__PASSAGE RETENU__
════════
L’Alberta a aussi connu une croissance exponentielle de son énergie renouvelable, ce qui a permis à Deep Sky de conclure un contrat d’achat d’électricité propre.

Située à 120 km au nord de Calgary, Innisfail dénombre 8700 habitants.
Photo : Radio-Canada / Jocelyn Boissonneault
Et derrière ces allures de petite municipalité rurale typiquement albertaine, Innisfail cache en fait une politique énergétique très progressive. Une énorme ferme solaire borde la route, une entreprise transforme des locomotives du diésel à l’hydrogène et la municipalité aimerait transformer ses déchets en énergie.
Nous avons acquis une réputation de rapidité et nous sommes un bac à sable pour les innovateurs, souligne la mairesse, Jean Barclay.
Nous laissons les entrepreneurs travailler. Laissons les rêveurs et les innovateurs faire ce qu’ils ont à faire parce qu’ils auront la solution.
L’arrivée de ce laboratoire a attiré quelques inquiétudes de la population, mais selon la mairesse, elles ont été vite apaisées.

La mairesse d’Innisfail, Jean Barclay, a constaté un afflux d’intérêt d’entreprises depuis l’installation de Deep Sky Alpha sur son territoire.
Photo : Radio-Canada / Tiphanie Roquette
Une course à plusieurs
Même si elle en est à ses balbutiements, la technologie de capture directe du CO2 dans l’air n’est pas non plus toute neuve.
════════
__EXTRAIT DES DONNÉES__
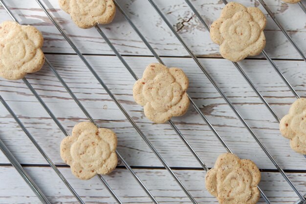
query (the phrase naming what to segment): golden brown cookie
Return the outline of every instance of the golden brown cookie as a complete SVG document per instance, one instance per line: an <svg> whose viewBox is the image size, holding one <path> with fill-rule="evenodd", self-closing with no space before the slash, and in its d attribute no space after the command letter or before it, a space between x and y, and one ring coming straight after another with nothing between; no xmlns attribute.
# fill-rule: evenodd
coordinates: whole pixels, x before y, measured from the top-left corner
<svg viewBox="0 0 306 204"><path fill-rule="evenodd" d="M74 176L87 180L97 174L108 174L116 168L116 147L113 132L82 122L74 126L71 136L62 141L61 157Z"/></svg>
<svg viewBox="0 0 306 204"><path fill-rule="evenodd" d="M282 135L290 139L291 148L306 154L306 99L300 98L292 104L289 113L280 122Z"/></svg>
<svg viewBox="0 0 306 204"><path fill-rule="evenodd" d="M109 23L116 13L112 0L59 0L59 3L81 28L89 28L98 23Z"/></svg>
<svg viewBox="0 0 306 204"><path fill-rule="evenodd" d="M288 3L297 3L301 1L301 0L282 0L284 2Z"/></svg>
<svg viewBox="0 0 306 204"><path fill-rule="evenodd" d="M266 20L257 8L230 2L210 27L210 37L220 45L220 54L233 62L259 54L265 46Z"/></svg>
<svg viewBox="0 0 306 204"><path fill-rule="evenodd" d="M40 70L44 63L43 43L35 27L12 21L0 24L0 76L17 80Z"/></svg>
<svg viewBox="0 0 306 204"><path fill-rule="evenodd" d="M205 176L205 186L220 204L255 204L260 197L261 172L251 160L220 155Z"/></svg>
<svg viewBox="0 0 306 204"><path fill-rule="evenodd" d="M188 78L181 69L151 63L142 78L134 84L133 96L137 104L144 106L146 117L156 123L163 123L187 111L189 84Z"/></svg>

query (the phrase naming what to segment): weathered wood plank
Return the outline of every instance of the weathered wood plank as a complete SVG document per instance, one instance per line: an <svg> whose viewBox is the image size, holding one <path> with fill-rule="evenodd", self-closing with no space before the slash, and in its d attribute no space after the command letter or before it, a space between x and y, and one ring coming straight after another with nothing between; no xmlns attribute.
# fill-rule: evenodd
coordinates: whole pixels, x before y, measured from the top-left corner
<svg viewBox="0 0 306 204"><path fill-rule="evenodd" d="M131 124L76 56L49 55L77 96L103 127L118 134L118 150L131 165L161 164ZM199 167L198 163L167 124L153 124L144 116L142 108L132 96L134 80L115 57L87 56L99 75L166 160L172 166ZM150 57L126 57L141 76L145 66L155 62ZM179 66L190 81L189 92L212 124L238 155L253 159L261 168L275 168L260 150L215 89L189 58L165 58L169 66ZM272 155L284 168L305 169L304 157L292 151L288 140L280 136L278 124L244 79L228 61L201 59L221 88L246 119ZM285 76L303 96L306 69L304 62L278 61ZM295 99L279 77L264 60L241 63L280 117L286 114ZM68 132L85 116L47 67L29 80ZM30 132L56 163L63 163L59 144L63 134L22 81L1 80L1 94L25 123ZM1 138L23 163L45 163L3 106L0 106ZM174 122L209 167L225 150L192 107ZM0 163L4 162L0 157Z"/></svg>
<svg viewBox="0 0 306 204"><path fill-rule="evenodd" d="M19 15L19 20L22 23L34 25L43 32L45 39L44 47L45 52L74 52L35 1L7 1L8 5L12 8L14 14ZM189 56L148 1L142 0L118 1L159 54ZM220 57L218 45L211 41L208 32L183 0L155 1L195 53L205 57ZM258 0L238 1L247 6L260 5ZM296 18L296 14L303 16L304 14L302 9L298 5L287 4L281 0L265 1L290 36L306 52L305 18ZM48 3L47 7L52 9L52 14L83 53L113 54L94 28L84 30L77 27L70 20L70 16L60 9L57 0L45 2ZM224 6L222 1L197 0L192 2L209 24L218 18ZM259 7L267 14L261 5ZM10 20L3 9L0 9L0 19ZM265 31L267 42L265 49L270 56L283 59L301 59L274 22L269 17L267 16L267 19L268 24ZM102 27L121 53L152 55L120 12L117 12L112 23Z"/></svg>
<svg viewBox="0 0 306 204"><path fill-rule="evenodd" d="M49 198L52 203L76 203L76 200L50 168L25 167L25 170ZM116 203L96 177L81 181L76 179L67 168L60 170L87 204ZM190 200L165 170L134 169L156 199L162 204L189 204ZM205 189L204 171L176 170L175 173L198 203L218 204ZM289 174L302 192L306 191L305 174ZM298 197L279 174L262 173L260 186L272 203L291 204ZM151 204L145 193L125 169L116 169L104 177L124 203ZM38 204L26 183L12 167L0 168L0 201L3 204ZM264 204L262 198L259 204Z"/></svg>

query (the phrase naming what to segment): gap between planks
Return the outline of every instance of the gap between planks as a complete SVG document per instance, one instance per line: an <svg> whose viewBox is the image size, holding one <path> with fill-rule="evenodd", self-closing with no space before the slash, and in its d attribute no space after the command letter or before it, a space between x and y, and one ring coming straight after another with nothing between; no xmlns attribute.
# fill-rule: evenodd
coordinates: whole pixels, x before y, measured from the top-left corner
<svg viewBox="0 0 306 204"><path fill-rule="evenodd" d="M22 163L21 164L23 167L50 167L48 164L26 164ZM55 166L58 168L69 168L69 166L66 164L55 164ZM0 163L0 167L2 166L12 166L12 164L10 163ZM163 166L130 166L132 169L151 169L151 170L165 170L166 168ZM171 166L173 170L193 170L193 171L204 171L202 168L201 167L179 167L179 166ZM117 166L116 169L123 169L126 168L124 166ZM210 169L211 168L208 168ZM261 172L271 172L271 173L277 173L279 172L277 169L260 169ZM285 173L306 173L306 170L301 169L284 169L284 171Z"/></svg>

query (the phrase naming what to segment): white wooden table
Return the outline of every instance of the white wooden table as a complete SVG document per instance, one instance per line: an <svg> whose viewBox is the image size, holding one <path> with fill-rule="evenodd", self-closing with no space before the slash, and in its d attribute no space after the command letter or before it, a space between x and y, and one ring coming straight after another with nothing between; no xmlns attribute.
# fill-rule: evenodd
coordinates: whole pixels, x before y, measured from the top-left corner
<svg viewBox="0 0 306 204"><path fill-rule="evenodd" d="M131 123L82 62L35 0L5 1L24 24L35 25L44 37L43 50L72 91L101 126L117 134L118 150L163 204L187 204L190 201L142 139ZM192 1L209 24L219 15L221 0ZM259 6L257 0L240 0L247 6ZM306 15L297 5L266 0L290 35L306 52ZM198 203L218 203L205 189L205 172L168 123L153 124L143 109L134 102L133 78L94 28L77 27L62 11L57 0L45 0L56 17L99 76L120 100L133 119L154 145ZM119 4L169 67L179 67L190 79L189 93L233 151L254 160L262 170L259 185L274 203L292 203L298 199L229 106L188 55L148 1L120 0ZM219 46L209 37L183 0L155 0L181 36L199 56L201 62L302 193L306 193L306 160L292 150L283 137L278 123L229 61L222 59ZM304 3L305 3L304 1ZM265 49L302 96L306 95L306 66L298 52L267 14ZM1 21L10 20L0 9ZM156 62L150 50L117 12L111 24L101 26L129 65L141 76L146 65ZM288 112L295 98L262 55L239 63L279 117ZM87 120L85 115L46 66L28 79L64 127ZM116 203L97 178L76 179L63 163L59 145L64 136L22 80L1 79L1 95L56 164L60 171L86 203ZM173 121L209 167L225 152L207 125L191 106L183 116ZM2 105L0 105L0 138L14 154L52 203L76 203L75 198L48 165ZM124 203L152 201L128 171L119 164L104 178ZM36 204L39 200L5 157L0 153L0 203ZM259 203L264 203L261 198Z"/></svg>

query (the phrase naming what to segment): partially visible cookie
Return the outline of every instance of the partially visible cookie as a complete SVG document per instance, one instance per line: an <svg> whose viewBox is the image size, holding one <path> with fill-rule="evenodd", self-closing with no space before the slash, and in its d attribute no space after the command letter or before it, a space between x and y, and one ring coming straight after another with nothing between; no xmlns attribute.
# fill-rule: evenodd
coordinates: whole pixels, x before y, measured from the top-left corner
<svg viewBox="0 0 306 204"><path fill-rule="evenodd" d="M151 63L142 78L134 84L133 96L137 104L144 106L146 117L156 123L163 123L187 111L189 84L188 78L181 69Z"/></svg>
<svg viewBox="0 0 306 204"><path fill-rule="evenodd" d="M87 180L97 174L108 174L116 168L116 147L113 132L82 122L74 126L71 136L62 141L61 157L74 176Z"/></svg>
<svg viewBox="0 0 306 204"><path fill-rule="evenodd" d="M44 63L43 43L34 26L12 21L0 24L0 76L17 80L40 70Z"/></svg>
<svg viewBox="0 0 306 204"><path fill-rule="evenodd" d="M205 176L205 186L220 204L255 204L260 197L261 172L251 160L220 155Z"/></svg>
<svg viewBox="0 0 306 204"><path fill-rule="evenodd" d="M265 46L266 20L258 8L231 1L210 27L210 37L220 45L220 54L233 62L259 54Z"/></svg>
<svg viewBox="0 0 306 204"><path fill-rule="evenodd" d="M81 28L89 28L98 23L109 23L116 13L112 0L59 0L59 3Z"/></svg>
<svg viewBox="0 0 306 204"><path fill-rule="evenodd" d="M306 154L306 99L297 99L291 105L288 114L280 122L282 135L290 139L290 146L295 151Z"/></svg>
<svg viewBox="0 0 306 204"><path fill-rule="evenodd" d="M301 1L301 0L282 0L284 2L288 3L297 3Z"/></svg>

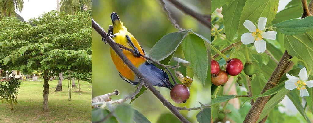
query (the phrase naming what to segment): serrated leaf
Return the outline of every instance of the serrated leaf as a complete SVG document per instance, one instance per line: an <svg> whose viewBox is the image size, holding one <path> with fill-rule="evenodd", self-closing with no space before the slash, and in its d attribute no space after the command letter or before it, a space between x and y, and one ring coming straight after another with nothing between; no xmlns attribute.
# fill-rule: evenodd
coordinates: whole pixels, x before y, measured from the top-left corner
<svg viewBox="0 0 313 123"><path fill-rule="evenodd" d="M203 39L197 35L189 34L183 40L182 47L185 57L204 85L207 77L208 62L207 49Z"/></svg>
<svg viewBox="0 0 313 123"><path fill-rule="evenodd" d="M288 35L302 34L313 29L313 16L294 19L274 24L276 31Z"/></svg>
<svg viewBox="0 0 313 123"><path fill-rule="evenodd" d="M134 110L135 113L134 114L134 117L133 118L133 119L135 123L151 123L151 122L148 120L147 118L146 117L142 114L135 109L134 109Z"/></svg>
<svg viewBox="0 0 313 123"><path fill-rule="evenodd" d="M135 88L137 88L137 87L138 85L139 85L139 84L137 85L135 87ZM139 93L136 95L135 96L135 97L134 98L134 99L131 99L131 102L129 103L129 104L131 103L133 101L135 101L135 100L136 100L136 99L138 98L138 97L139 97L139 96L143 94L143 93L145 91L146 91L146 90L147 89L147 88L146 88L143 85L142 87L141 87L141 89L140 89L140 90L139 91Z"/></svg>
<svg viewBox="0 0 313 123"><path fill-rule="evenodd" d="M257 23L259 18L265 17L267 18L266 25L270 23L276 14L278 1L247 0L239 20L237 38L238 40L241 40L241 35L243 34L249 32L244 26L244 22L246 20Z"/></svg>
<svg viewBox="0 0 313 123"><path fill-rule="evenodd" d="M129 105L121 104L114 109L113 115L120 123L130 123L134 115L133 109Z"/></svg>
<svg viewBox="0 0 313 123"><path fill-rule="evenodd" d="M215 98L214 96L211 97L211 105L220 103L231 100L236 97L235 95L223 95L221 96L216 96Z"/></svg>
<svg viewBox="0 0 313 123"><path fill-rule="evenodd" d="M304 112L304 108L302 106L301 103L302 101L300 100L302 99L302 98L300 98L299 94L297 93L296 91L296 90L294 90L289 91L288 94L287 94L287 96L293 103L295 106L297 108L297 109L299 111L299 112L300 112L302 116L305 120L306 120L306 121L308 123L311 122L308 117L308 116L305 115L305 113Z"/></svg>
<svg viewBox="0 0 313 123"><path fill-rule="evenodd" d="M190 65L190 63L182 59L177 57L173 57L173 59L179 63L182 63L184 66L187 66Z"/></svg>
<svg viewBox="0 0 313 123"><path fill-rule="evenodd" d="M222 10L226 38L230 41L233 40L238 32L239 18L245 2L244 0L233 1L228 5L224 6Z"/></svg>
<svg viewBox="0 0 313 123"><path fill-rule="evenodd" d="M165 35L152 47L149 57L157 62L167 57L176 50L188 32L184 30Z"/></svg>
<svg viewBox="0 0 313 123"><path fill-rule="evenodd" d="M211 108L205 108L196 115L199 123L210 123L211 122Z"/></svg>
<svg viewBox="0 0 313 123"><path fill-rule="evenodd" d="M312 33L313 31L298 35L285 36L284 40L288 54L304 60L311 69L313 68Z"/></svg>
<svg viewBox="0 0 313 123"><path fill-rule="evenodd" d="M107 110L102 108L94 108L92 109L92 120L93 122L98 122L103 120L110 114ZM111 116L103 123L117 123L117 120L113 116Z"/></svg>

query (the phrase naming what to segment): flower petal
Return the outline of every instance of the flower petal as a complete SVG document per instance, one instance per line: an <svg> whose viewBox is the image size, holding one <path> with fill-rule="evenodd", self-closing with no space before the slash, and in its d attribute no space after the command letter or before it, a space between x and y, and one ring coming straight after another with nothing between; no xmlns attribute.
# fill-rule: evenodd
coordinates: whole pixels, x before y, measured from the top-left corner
════════
__LISTE DES CONSIGNES__
1 - Reprenez sous forme de liste le paragraphe du texte sur Innisfail qui commence par « Et derrière ces allures », en conservant ses faits principaux.
2 - Rédigez la suite du texte sur Innisfail à partir de sa dernière phrase.
Les lignes de données ne servent pas dans cet exercice.

__RÉPONSES À L'EXERCICE__
1 -
- Sous ses airs de petite municipalité rurale typiquement albertaine, Innisfail mène une politique énergétique très progressive.
- Une énorme ferme solaire borde la route.
- Une entreprise convertit des locomotives du diésel à l'hydrogène.
- La municipalité aimerait transformer ses déchets en énergie.

2 -
L’entreprise suisse Climeworks a déjà ouvert deux usines en Islande et en développe une troisième en Louisiane. La canadienne Carbon Engineering, qui a été rachetée par la pétrolière américaine Occidental, construit une énorme usine au Texas.
Au moment où j'ai commencé à travailler avec Carbon Engineering, je dirais qu'il y avait 2 à 3 joueurs clés dans le monde de la capture directe du CO2. Puis maintenant il y a des centaines d'entreprises qui travaillent à trouver la solution la plus optimale pour capturer le CO2 et décarboniser notre planète, explique Ulric Chayer, ingénieur mécanique chez BBA Consultants. Cette entreprise de génie-conseil aide Deep Sky à établir son laboratoire.
Selon les dernières données de l’Agence internationale de l’énergie, 130 usines de large échelle sont en cours de développement dans le monde.
Mais le coût demeure une barrière élevée à surmonter. Selon l’ingénieur mécanique, le laboratoire de Deep Sky aide les jeunes pousses à sortir des confins des essais en université et à obtenir une première unité de démonstration. Ça demande des infrastructures assez massives, l’achat ou la location d’un terrain, des installations électriques et tous les différents services. C’est là que Deep Sky vient s’insérer comme un joueur clé, dit-il.

L’ingénieur mécanique Ulric Chayer a travaillé sur l’établissement du projet de Carbon Engineering en Colombie-Britannique et aide maintenant Deep Sky.
Photo : Radio-Canada / Danielle Bénard
La marche de la démonstration à la commercialisation est toutefois haute. Les investisseurs veulent voir que ça a été prouvé à plus grande échelle avant d'investir des sommes assez importantes pour le développement d'une usine commerciale. Donc il y a un certain travail pour prouver la technologie qui est nécessaire, ajoute-t-il.
On s'attend à voir quelques succès et beaucoup d'échecs, malheureusement.
Pour Deep Sky Alpha, l’entreprise a réussi à lever 75 millions de dollars d’investisseurs privés et a reçu une subvention de 40 millions de dollars américains du fonds Breakthrough Energy Catalyst de Bill Gates.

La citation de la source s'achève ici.